═════ ENTRIES SUPPLIED ═════

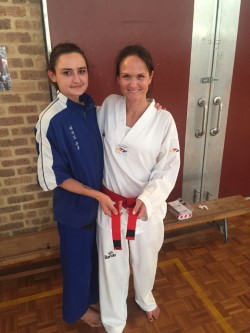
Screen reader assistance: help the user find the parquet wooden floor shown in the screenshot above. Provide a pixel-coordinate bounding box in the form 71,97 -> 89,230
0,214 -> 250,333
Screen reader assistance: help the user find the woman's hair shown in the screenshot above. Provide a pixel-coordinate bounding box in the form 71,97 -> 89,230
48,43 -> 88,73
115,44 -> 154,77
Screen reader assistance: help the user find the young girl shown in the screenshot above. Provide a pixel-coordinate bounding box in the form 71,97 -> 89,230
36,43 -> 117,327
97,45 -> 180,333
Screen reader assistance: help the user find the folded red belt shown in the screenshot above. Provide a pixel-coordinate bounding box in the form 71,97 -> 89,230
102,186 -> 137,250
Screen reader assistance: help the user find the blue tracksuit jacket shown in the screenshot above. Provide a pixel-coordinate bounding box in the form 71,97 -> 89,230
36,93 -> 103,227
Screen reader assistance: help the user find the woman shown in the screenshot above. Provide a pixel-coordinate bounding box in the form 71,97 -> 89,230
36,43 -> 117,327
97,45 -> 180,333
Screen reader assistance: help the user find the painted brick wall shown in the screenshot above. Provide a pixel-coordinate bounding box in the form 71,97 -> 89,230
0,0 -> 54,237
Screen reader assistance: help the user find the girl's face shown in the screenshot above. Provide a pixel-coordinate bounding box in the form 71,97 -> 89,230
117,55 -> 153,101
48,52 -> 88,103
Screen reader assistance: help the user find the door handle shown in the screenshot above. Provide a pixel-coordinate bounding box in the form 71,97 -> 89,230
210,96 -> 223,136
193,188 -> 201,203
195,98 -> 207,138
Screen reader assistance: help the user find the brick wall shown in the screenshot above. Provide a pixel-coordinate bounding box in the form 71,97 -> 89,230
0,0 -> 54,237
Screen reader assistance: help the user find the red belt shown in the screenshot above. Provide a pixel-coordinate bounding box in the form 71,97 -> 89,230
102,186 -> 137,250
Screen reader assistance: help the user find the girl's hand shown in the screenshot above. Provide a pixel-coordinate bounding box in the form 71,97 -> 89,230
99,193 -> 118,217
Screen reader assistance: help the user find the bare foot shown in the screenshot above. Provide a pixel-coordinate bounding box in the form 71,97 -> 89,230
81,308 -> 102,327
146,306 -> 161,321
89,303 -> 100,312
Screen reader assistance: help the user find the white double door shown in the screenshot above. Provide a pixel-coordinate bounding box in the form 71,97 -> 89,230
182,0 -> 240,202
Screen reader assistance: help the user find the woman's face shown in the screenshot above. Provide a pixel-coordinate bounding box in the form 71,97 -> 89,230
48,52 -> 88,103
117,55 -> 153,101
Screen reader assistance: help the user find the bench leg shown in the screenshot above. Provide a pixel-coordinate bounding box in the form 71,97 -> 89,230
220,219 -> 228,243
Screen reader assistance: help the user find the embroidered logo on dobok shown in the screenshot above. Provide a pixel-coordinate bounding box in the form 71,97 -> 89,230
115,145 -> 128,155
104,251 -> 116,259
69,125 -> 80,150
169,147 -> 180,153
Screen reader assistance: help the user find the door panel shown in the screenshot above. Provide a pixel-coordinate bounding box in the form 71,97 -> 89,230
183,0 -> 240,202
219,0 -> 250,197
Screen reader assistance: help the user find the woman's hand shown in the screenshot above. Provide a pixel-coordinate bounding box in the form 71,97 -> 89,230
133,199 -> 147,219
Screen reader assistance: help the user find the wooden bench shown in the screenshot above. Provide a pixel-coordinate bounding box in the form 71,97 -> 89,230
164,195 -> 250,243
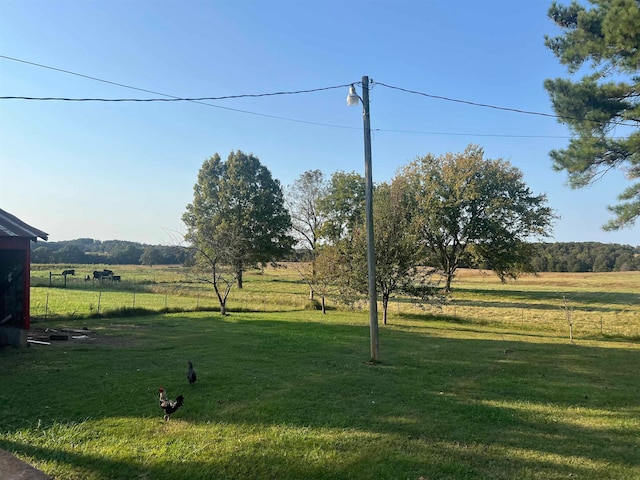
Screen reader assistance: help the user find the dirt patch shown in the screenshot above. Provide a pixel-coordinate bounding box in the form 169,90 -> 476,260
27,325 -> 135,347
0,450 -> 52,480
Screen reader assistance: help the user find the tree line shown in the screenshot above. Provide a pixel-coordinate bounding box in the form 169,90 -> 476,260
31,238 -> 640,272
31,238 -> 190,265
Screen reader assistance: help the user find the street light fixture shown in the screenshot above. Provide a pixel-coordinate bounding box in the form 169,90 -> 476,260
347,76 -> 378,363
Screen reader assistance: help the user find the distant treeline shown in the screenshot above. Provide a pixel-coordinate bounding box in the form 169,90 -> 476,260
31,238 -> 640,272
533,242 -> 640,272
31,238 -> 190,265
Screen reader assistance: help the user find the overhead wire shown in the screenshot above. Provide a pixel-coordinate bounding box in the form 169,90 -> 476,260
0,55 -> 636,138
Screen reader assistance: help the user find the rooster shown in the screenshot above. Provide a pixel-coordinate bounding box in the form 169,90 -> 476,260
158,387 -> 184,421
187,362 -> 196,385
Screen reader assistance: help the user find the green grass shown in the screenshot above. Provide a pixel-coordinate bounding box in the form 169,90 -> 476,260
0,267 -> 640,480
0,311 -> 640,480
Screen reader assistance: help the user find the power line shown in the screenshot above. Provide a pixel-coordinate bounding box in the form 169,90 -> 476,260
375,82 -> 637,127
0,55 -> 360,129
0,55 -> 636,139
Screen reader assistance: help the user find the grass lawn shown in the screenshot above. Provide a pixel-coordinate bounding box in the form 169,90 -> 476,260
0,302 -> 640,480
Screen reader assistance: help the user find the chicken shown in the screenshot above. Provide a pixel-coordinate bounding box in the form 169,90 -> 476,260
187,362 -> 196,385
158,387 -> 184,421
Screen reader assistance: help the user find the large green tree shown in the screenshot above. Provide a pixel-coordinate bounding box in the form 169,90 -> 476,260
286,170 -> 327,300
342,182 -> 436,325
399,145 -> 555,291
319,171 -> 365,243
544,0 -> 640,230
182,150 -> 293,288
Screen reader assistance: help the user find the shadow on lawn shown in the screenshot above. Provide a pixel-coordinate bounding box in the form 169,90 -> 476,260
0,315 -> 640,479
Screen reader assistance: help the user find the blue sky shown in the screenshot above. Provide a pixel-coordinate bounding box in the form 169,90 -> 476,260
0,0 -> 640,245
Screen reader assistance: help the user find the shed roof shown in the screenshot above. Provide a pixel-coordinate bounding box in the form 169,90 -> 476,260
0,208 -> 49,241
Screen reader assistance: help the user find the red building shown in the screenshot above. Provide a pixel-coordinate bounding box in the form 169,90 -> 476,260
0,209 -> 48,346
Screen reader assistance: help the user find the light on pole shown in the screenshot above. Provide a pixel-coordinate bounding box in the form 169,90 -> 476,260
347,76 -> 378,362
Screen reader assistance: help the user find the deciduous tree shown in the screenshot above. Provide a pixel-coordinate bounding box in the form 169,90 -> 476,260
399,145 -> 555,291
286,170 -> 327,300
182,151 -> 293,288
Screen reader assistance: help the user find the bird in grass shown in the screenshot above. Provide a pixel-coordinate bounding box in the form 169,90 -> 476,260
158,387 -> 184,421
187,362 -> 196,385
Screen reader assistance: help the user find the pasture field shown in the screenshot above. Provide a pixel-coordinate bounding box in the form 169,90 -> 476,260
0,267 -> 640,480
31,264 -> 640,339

═════
═════ ENTRIES SUPPLIED ═════

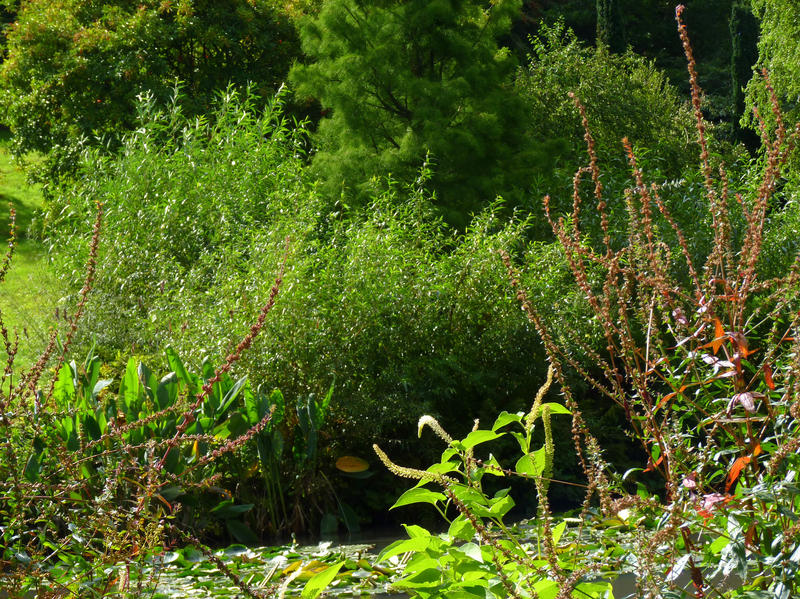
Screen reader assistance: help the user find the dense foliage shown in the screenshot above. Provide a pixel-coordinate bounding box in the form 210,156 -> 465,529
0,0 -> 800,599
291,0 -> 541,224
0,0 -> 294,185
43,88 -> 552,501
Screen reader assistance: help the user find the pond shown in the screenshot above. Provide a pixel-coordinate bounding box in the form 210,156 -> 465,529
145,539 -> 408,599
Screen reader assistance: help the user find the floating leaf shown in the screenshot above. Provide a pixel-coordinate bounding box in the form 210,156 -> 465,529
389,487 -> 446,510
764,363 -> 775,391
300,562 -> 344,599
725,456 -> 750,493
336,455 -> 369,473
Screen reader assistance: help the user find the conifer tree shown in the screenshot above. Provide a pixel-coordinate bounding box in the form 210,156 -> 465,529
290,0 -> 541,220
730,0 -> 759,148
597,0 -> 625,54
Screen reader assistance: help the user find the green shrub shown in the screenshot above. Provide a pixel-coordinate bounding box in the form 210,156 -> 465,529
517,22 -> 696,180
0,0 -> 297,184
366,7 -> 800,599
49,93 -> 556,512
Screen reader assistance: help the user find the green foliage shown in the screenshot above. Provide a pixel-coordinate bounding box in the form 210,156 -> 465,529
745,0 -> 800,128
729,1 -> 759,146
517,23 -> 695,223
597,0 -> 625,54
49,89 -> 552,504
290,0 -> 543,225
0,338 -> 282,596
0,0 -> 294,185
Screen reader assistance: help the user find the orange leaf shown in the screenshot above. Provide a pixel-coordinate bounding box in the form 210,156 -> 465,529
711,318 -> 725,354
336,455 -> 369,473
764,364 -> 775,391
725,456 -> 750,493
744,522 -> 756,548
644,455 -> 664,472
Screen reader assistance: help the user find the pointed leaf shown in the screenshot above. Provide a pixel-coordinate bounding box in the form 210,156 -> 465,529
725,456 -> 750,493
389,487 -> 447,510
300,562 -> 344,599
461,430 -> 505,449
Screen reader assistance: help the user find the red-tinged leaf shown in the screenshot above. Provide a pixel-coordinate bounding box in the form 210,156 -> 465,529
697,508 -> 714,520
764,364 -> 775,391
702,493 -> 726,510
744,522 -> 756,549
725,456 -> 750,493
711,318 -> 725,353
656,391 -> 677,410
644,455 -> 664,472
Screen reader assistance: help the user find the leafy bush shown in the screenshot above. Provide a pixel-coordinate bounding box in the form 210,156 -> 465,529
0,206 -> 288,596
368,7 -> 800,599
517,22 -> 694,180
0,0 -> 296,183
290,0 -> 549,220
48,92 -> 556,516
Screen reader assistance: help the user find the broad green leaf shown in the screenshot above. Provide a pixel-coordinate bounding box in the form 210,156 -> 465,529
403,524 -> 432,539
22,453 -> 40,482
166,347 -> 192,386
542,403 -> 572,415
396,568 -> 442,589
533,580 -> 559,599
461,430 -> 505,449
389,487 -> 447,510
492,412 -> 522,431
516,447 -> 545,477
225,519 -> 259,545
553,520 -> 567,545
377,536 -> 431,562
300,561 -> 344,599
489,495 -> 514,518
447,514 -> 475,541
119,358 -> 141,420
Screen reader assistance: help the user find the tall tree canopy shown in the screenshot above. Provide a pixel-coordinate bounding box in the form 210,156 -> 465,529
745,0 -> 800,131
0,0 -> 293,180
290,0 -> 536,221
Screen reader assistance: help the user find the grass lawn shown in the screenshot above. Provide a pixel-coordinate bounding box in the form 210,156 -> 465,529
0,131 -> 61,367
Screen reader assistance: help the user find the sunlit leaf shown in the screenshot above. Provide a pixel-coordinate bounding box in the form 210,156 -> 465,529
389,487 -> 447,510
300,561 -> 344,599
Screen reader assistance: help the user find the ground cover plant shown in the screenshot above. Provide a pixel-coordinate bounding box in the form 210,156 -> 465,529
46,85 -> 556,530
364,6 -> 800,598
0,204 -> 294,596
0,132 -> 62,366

═════
═════ ENTRIES SUPPLIED ═════

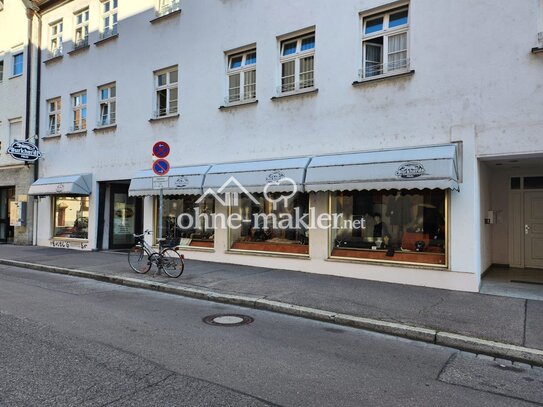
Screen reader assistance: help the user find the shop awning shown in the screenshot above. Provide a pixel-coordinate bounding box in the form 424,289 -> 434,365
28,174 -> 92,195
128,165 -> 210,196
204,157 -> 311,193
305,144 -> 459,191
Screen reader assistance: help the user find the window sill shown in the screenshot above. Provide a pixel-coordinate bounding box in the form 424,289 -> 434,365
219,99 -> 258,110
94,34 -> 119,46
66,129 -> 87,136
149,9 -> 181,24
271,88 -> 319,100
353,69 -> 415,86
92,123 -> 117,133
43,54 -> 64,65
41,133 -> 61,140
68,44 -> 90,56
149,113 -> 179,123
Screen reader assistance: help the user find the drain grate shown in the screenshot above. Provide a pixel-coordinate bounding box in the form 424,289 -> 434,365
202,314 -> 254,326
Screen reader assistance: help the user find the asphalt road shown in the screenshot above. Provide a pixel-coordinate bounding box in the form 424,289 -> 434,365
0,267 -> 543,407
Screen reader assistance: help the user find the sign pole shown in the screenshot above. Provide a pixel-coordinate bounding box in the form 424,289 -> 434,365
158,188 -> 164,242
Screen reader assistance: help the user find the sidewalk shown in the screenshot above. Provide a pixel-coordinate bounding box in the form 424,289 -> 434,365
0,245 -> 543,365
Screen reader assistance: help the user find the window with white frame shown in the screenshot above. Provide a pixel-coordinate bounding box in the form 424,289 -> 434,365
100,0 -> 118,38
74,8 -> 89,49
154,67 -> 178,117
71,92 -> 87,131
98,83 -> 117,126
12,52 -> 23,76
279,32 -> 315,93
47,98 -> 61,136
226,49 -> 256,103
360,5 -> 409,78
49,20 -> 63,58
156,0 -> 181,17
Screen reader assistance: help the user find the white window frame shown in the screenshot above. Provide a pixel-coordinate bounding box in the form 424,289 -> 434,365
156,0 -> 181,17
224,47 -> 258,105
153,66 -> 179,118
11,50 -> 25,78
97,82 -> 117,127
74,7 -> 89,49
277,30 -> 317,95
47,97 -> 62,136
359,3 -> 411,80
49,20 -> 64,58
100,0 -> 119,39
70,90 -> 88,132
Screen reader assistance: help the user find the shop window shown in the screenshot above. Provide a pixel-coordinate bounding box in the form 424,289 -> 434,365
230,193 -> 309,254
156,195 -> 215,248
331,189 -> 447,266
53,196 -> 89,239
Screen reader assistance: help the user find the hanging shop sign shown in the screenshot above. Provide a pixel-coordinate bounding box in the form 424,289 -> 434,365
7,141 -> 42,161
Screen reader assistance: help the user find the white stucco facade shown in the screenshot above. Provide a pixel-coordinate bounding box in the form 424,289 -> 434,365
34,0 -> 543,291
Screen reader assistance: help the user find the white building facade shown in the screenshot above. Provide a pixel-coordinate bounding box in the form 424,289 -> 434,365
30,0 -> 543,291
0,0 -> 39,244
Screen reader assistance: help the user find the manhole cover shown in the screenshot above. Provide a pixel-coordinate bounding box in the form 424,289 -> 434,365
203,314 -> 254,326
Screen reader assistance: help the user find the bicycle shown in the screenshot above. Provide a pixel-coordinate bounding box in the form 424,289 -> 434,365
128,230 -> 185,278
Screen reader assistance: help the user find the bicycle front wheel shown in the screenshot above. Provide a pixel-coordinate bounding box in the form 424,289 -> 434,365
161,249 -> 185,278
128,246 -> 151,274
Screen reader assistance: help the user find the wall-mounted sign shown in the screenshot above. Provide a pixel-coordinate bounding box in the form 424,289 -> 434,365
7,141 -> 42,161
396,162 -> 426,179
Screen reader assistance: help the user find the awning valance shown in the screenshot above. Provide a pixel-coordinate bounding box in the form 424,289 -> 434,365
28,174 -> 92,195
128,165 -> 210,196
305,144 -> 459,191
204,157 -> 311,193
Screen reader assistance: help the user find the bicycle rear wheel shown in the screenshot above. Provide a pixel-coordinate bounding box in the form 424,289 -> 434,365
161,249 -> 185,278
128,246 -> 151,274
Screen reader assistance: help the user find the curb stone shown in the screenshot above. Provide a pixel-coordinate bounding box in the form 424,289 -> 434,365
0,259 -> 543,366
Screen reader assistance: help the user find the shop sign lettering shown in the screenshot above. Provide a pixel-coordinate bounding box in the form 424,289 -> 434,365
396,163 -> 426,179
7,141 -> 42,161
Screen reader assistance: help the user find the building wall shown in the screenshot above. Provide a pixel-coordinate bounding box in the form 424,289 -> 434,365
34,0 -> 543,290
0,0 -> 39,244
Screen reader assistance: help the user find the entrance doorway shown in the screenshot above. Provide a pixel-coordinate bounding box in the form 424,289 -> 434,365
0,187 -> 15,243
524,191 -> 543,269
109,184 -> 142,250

═════

• _INSTRUCTION_:
Convert the lines between the line containing "Screen reader assistance: help the user find the door handle" and the line containing "220,219 -> 228,243", inclusive, into a JSON list of strings with one string per line and blank lines omitted.

• _ANSWER TO THE TASK_:
[
  "Screen reader assistance: help the user find the door handle shown in the screenshot above. Provide a pixel-coordinate bounding box in the form 71,97 -> 89,230",
  "210,96 -> 223,136",
  "193,188 -> 201,203",
  "195,98 -> 207,138",
  "Screen reader assistance: help the user find the brick wall shown in the screenshot above. Provide a pixel-coordinate bounding box in the form 71,97 -> 89,230",
  "0,0 -> 54,237",
  "Screen reader assistance: help the user find the red belt shown in the screenshot above. Provide a pixel-coordinate bounding box in the form 71,97 -> 89,230",
  "102,186 -> 137,250",
  "Screen reader assistance: help the user find the girl's hand shown in the screenshot above. Provide a pixel-coordinate bounding box in the form 71,97 -> 89,230",
  "99,193 -> 118,217",
  "Screen reader assistance: help the user find the bare foot shown in the screenshot above. Provide a pixel-coordinate bounding box in the form 71,97 -> 89,230",
  "81,308 -> 102,327",
  "146,306 -> 161,321",
  "89,303 -> 100,312",
  "Screen reader assistance: help the user find the white double door shown in the screenshot above. Provide a pixel-coordinate bounding box in the form 71,97 -> 89,230",
  "182,0 -> 240,202",
  "Screen reader assistance: help the user find the woman's face shown in the screenshot above. Provide a pixel-coordinate bounding box in the form 71,97 -> 89,230",
  "48,52 -> 88,103",
  "117,55 -> 153,101",
  "Screen reader assistance: help the user find the bench leg shown in the screenshot above. Provide a pixel-coordinate bounding box in the form 71,97 -> 89,230",
  "220,219 -> 228,243"
]